──────── SOURCE DOCUMENT

32 New Things: Read The Color Purple

Confession: I am occasionally reluctant to read The Classics.
  Like most recovering English Majors, I’ve had my fair share of over-rated, over-blown classics that made me roll my eyes and grown “Who actually enjoys this stuff?”

But, I also felt rather embarrassed that last year’s 31 New Things read was Twilight.  So, um.  Let’s remedy that, shall we?

The Color Purple is set in rural Georgia, in the 1930s.  Without giving away the spoilers or depressing you with the realities of race and gender relations during that time period, the book centers on two sisters: Celie and Nettie.  They’ve been separated by circumstance (Nettie’s a missionary in Africa and Celie’s been forced to marry a man she doesn’t love and raise his children in Georgia).  The book tells the stories of their lives through the letters they write to each other.

Here are some of my favorite bits:

“I am making some pants for you to beat the heat in Africa. Soft, white, thin. Drawstring waist. You won’t ever have to feel too hot and overdress again. I plan to make them by hand. Every stich I sew will be a kiss.”

“Oh Celie, she say, stepping out the car, dress like a moving star, I missed you more than I missed my own mama.”

────────────────
──────── SUPPLIED ENTRIES

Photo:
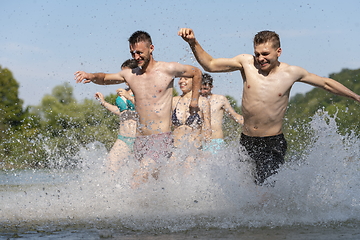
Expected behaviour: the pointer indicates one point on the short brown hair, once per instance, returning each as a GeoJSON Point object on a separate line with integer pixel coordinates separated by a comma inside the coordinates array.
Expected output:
{"type": "Point", "coordinates": [267, 36]}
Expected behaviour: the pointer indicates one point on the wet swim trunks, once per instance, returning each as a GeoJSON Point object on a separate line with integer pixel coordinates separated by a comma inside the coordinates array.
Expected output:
{"type": "Point", "coordinates": [267, 152]}
{"type": "Point", "coordinates": [128, 140]}
{"type": "Point", "coordinates": [214, 146]}
{"type": "Point", "coordinates": [154, 146]}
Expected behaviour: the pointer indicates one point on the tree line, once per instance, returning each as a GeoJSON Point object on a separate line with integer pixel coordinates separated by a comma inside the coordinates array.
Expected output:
{"type": "Point", "coordinates": [50, 134]}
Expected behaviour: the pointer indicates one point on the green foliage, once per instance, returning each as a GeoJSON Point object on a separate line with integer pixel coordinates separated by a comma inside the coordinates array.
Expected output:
{"type": "Point", "coordinates": [52, 133]}
{"type": "Point", "coordinates": [11, 112]}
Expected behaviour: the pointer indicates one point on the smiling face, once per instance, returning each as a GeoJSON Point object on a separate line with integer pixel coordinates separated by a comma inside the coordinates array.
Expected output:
{"type": "Point", "coordinates": [185, 84]}
{"type": "Point", "coordinates": [142, 53]}
{"type": "Point", "coordinates": [266, 55]}
{"type": "Point", "coordinates": [205, 90]}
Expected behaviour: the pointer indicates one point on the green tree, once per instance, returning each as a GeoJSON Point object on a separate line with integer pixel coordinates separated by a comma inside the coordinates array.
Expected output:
{"type": "Point", "coordinates": [302, 108]}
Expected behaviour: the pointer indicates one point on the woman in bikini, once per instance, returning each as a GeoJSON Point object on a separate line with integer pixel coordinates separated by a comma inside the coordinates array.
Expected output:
{"type": "Point", "coordinates": [190, 131]}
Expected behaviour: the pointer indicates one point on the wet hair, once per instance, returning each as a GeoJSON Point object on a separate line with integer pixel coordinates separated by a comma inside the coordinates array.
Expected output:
{"type": "Point", "coordinates": [140, 36]}
{"type": "Point", "coordinates": [267, 36]}
{"type": "Point", "coordinates": [130, 63]}
{"type": "Point", "coordinates": [207, 79]}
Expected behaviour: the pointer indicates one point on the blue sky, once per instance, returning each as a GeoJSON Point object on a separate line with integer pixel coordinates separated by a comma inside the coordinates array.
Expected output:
{"type": "Point", "coordinates": [44, 42]}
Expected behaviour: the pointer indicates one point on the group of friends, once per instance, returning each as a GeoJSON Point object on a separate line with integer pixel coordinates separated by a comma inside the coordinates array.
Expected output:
{"type": "Point", "coordinates": [163, 122]}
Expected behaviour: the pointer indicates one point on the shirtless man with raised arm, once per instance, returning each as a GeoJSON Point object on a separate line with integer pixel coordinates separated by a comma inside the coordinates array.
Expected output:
{"type": "Point", "coordinates": [219, 105]}
{"type": "Point", "coordinates": [267, 83]}
{"type": "Point", "coordinates": [152, 86]}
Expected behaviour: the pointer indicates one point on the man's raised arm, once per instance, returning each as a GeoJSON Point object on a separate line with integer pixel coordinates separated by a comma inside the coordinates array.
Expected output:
{"type": "Point", "coordinates": [209, 63]}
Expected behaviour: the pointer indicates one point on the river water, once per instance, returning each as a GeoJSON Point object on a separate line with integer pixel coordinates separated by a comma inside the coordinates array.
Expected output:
{"type": "Point", "coordinates": [316, 196]}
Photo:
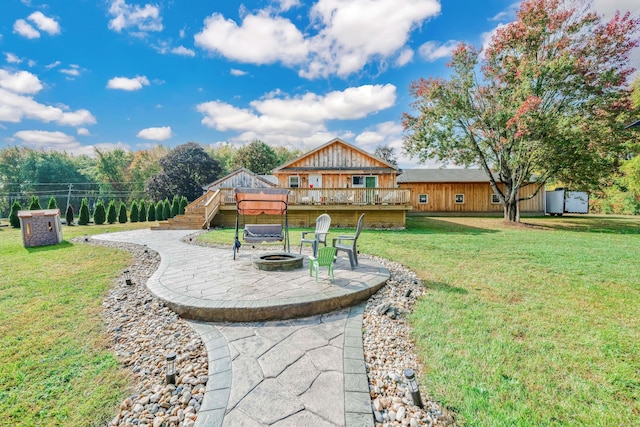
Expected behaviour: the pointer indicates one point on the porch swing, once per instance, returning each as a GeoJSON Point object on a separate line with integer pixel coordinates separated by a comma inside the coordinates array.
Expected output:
{"type": "Point", "coordinates": [256, 201]}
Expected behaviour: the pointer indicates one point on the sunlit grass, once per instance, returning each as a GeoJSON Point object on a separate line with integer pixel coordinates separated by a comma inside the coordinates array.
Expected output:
{"type": "Point", "coordinates": [55, 368]}
{"type": "Point", "coordinates": [523, 326]}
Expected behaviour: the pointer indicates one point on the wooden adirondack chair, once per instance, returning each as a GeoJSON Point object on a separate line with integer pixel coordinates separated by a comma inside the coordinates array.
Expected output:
{"type": "Point", "coordinates": [326, 257]}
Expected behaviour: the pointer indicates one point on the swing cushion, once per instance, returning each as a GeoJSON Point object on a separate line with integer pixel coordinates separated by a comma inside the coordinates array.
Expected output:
{"type": "Point", "coordinates": [255, 233]}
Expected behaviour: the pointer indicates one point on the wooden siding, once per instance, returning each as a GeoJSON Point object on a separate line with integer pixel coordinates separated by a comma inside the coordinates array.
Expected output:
{"type": "Point", "coordinates": [477, 197]}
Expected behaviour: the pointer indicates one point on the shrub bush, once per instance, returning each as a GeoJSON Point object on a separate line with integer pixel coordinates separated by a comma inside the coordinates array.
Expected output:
{"type": "Point", "coordinates": [111, 213]}
{"type": "Point", "coordinates": [13, 216]}
{"type": "Point", "coordinates": [84, 213]}
{"type": "Point", "coordinates": [99, 215]}
{"type": "Point", "coordinates": [133, 213]}
{"type": "Point", "coordinates": [122, 215]}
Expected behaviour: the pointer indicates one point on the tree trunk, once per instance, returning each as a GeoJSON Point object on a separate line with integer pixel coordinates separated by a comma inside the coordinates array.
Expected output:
{"type": "Point", "coordinates": [511, 210]}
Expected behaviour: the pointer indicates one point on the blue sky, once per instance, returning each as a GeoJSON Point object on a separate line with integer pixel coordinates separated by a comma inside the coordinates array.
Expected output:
{"type": "Point", "coordinates": [79, 74]}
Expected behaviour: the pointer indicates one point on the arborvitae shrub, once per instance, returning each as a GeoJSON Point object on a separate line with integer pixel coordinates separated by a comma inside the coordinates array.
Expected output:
{"type": "Point", "coordinates": [111, 213]}
{"type": "Point", "coordinates": [183, 204]}
{"type": "Point", "coordinates": [122, 215]}
{"type": "Point", "coordinates": [159, 209]}
{"type": "Point", "coordinates": [13, 216]}
{"type": "Point", "coordinates": [175, 206]}
{"type": "Point", "coordinates": [151, 216]}
{"type": "Point", "coordinates": [100, 214]}
{"type": "Point", "coordinates": [35, 204]}
{"type": "Point", "coordinates": [52, 203]}
{"type": "Point", "coordinates": [133, 214]}
{"type": "Point", "coordinates": [166, 209]}
{"type": "Point", "coordinates": [69, 215]}
{"type": "Point", "coordinates": [84, 213]}
{"type": "Point", "coordinates": [142, 215]}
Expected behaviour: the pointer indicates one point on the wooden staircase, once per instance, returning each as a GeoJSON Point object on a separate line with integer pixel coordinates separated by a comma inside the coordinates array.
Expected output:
{"type": "Point", "coordinates": [197, 215]}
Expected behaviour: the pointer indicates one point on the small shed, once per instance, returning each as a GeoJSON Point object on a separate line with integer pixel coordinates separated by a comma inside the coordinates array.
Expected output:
{"type": "Point", "coordinates": [40, 227]}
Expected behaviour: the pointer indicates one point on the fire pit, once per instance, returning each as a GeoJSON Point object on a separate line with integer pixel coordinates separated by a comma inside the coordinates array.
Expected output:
{"type": "Point", "coordinates": [278, 261]}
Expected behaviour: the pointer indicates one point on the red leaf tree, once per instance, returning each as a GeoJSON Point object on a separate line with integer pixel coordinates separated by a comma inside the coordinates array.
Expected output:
{"type": "Point", "coordinates": [542, 102]}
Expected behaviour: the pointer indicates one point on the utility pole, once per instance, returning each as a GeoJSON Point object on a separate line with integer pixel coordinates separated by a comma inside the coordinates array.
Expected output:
{"type": "Point", "coordinates": [69, 195]}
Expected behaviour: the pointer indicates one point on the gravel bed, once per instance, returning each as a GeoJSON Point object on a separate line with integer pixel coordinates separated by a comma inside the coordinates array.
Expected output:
{"type": "Point", "coordinates": [144, 331]}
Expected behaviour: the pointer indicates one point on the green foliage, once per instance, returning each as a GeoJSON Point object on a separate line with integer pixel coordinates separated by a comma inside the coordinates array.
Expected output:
{"type": "Point", "coordinates": [84, 213]}
{"type": "Point", "coordinates": [13, 216]}
{"type": "Point", "coordinates": [142, 215]}
{"type": "Point", "coordinates": [52, 203]}
{"type": "Point", "coordinates": [100, 214]}
{"type": "Point", "coordinates": [185, 169]}
{"type": "Point", "coordinates": [122, 214]}
{"type": "Point", "coordinates": [166, 209]}
{"type": "Point", "coordinates": [159, 209]}
{"type": "Point", "coordinates": [151, 216]}
{"type": "Point", "coordinates": [183, 204]}
{"type": "Point", "coordinates": [134, 212]}
{"type": "Point", "coordinates": [35, 204]}
{"type": "Point", "coordinates": [530, 106]}
{"type": "Point", "coordinates": [69, 215]}
{"type": "Point", "coordinates": [175, 206]}
{"type": "Point", "coordinates": [111, 213]}
{"type": "Point", "coordinates": [258, 157]}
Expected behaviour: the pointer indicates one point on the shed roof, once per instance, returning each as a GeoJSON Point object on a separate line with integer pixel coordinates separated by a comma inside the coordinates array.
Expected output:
{"type": "Point", "coordinates": [443, 175]}
{"type": "Point", "coordinates": [41, 212]}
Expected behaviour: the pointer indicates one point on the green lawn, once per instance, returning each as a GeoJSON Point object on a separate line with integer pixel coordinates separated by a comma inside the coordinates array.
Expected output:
{"type": "Point", "coordinates": [55, 369]}
{"type": "Point", "coordinates": [524, 326]}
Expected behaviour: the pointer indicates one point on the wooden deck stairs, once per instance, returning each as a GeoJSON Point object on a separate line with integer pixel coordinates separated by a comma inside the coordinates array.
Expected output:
{"type": "Point", "coordinates": [197, 215]}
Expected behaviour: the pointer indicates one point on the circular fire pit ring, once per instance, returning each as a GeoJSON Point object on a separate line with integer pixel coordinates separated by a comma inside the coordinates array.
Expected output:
{"type": "Point", "coordinates": [278, 261]}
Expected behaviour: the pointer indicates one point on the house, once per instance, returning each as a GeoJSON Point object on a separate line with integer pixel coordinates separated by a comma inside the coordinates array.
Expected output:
{"type": "Point", "coordinates": [460, 191]}
{"type": "Point", "coordinates": [40, 227]}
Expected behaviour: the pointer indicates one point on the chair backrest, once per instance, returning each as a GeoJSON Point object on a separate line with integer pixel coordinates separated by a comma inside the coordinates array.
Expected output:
{"type": "Point", "coordinates": [359, 227]}
{"type": "Point", "coordinates": [323, 222]}
{"type": "Point", "coordinates": [326, 255]}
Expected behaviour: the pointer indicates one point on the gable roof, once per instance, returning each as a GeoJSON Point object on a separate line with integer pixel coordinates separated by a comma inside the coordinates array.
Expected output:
{"type": "Point", "coordinates": [332, 142]}
{"type": "Point", "coordinates": [443, 175]}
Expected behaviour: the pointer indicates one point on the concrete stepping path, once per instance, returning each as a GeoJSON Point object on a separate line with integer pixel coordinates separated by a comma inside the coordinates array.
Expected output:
{"type": "Point", "coordinates": [267, 368]}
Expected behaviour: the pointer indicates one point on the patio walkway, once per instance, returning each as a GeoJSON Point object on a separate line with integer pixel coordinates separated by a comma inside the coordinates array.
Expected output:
{"type": "Point", "coordinates": [284, 350]}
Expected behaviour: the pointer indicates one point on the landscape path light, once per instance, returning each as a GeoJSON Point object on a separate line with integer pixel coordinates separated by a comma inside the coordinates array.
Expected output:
{"type": "Point", "coordinates": [170, 374]}
{"type": "Point", "coordinates": [413, 387]}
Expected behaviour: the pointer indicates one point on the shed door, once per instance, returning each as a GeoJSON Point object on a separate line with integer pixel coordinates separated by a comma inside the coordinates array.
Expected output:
{"type": "Point", "coordinates": [315, 181]}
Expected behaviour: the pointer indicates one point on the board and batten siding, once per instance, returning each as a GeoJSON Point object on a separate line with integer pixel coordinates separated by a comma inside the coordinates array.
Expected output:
{"type": "Point", "coordinates": [477, 197]}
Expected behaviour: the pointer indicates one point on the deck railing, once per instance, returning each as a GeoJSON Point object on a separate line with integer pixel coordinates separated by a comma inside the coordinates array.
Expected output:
{"type": "Point", "coordinates": [337, 196]}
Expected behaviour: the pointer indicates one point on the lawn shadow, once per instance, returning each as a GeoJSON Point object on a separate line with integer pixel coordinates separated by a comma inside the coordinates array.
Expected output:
{"type": "Point", "coordinates": [47, 248]}
{"type": "Point", "coordinates": [444, 287]}
{"type": "Point", "coordinates": [593, 224]}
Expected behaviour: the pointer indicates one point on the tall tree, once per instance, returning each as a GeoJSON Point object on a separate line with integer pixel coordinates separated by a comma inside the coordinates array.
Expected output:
{"type": "Point", "coordinates": [541, 102]}
{"type": "Point", "coordinates": [258, 157]}
{"type": "Point", "coordinates": [185, 169]}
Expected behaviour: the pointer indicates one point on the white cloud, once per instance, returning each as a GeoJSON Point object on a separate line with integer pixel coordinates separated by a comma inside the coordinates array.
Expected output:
{"type": "Point", "coordinates": [183, 51]}
{"type": "Point", "coordinates": [432, 50]}
{"type": "Point", "coordinates": [60, 141]}
{"type": "Point", "coordinates": [14, 107]}
{"type": "Point", "coordinates": [12, 58]}
{"type": "Point", "coordinates": [351, 35]}
{"type": "Point", "coordinates": [284, 120]}
{"type": "Point", "coordinates": [156, 134]}
{"type": "Point", "coordinates": [142, 19]}
{"type": "Point", "coordinates": [25, 29]}
{"type": "Point", "coordinates": [260, 39]}
{"type": "Point", "coordinates": [124, 83]}
{"type": "Point", "coordinates": [44, 23]}
{"type": "Point", "coordinates": [20, 82]}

────────────────

* [SET EXERCISE]
According to the blog post, where and when does The Color Purple take place? Please rely on the blog post alone and leave the data aside.

* [ANSWER BELOW]
In rural Georgia, in the 1930s.